── EXCERPTED TEXT ──

ACTUAL CONTRIBUTION TO CURRENT PART OF THREAD: i think "90s alt rock" might be on the upswing. to the extent that i hear young guitar bands they sound a fuck of a lot more like Hole or Bush than would have EVER been acceptable when i was in college, when basically the initiation experience was to realize that what you thought was 'alternative' was the inauthentic corporate shitty stuff you hated. i guess i'm thinking here of waxahatchee - there are some 'current' production flourishes with sorta dreamy echoey drums coming in but the space created by minor-key moaning guitar of a certain timbre is soooooo grunge. not radio hit grunge but the album track stuff. i don't know if college kids are actually passing around "sixteen stone" as a secret classic that you gotta here or whatever, but...

never ending bath infusion (Doctor Casino), Wednesday, 6 April 2016 22:48 (ten years ago)

omg that's even longer than i thought, sorry y'all

never ending bath infusion (Doctor Casino), Wednesday, 6 April 2016 22:48 (ten years ago)

multiple x-post to katherine: I think about your comments in the Belly reunion thread about their (and Lush) doing comebacks because nobody actually bothered to care about their work in the interim, how Tanya Donelly could do self-released EPs and nobody pays attention - the trend is ambivalance

boxedjoy, Wednesday, 6 April 2016 22:49 (ten years ago)

───
── SUPPLIED MATERIAL ──

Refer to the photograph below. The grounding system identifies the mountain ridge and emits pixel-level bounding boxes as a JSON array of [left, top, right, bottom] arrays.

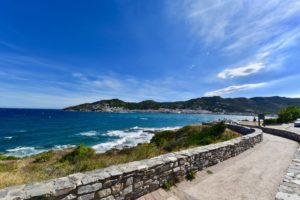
[[64, 96, 300, 114]]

───

TASK DIRECTIONS: In the forum thread about 90s alt rock, which two bands does the first post say young guitar bands now sound a lot more like?

IN RESPONSE: Hole and Bush.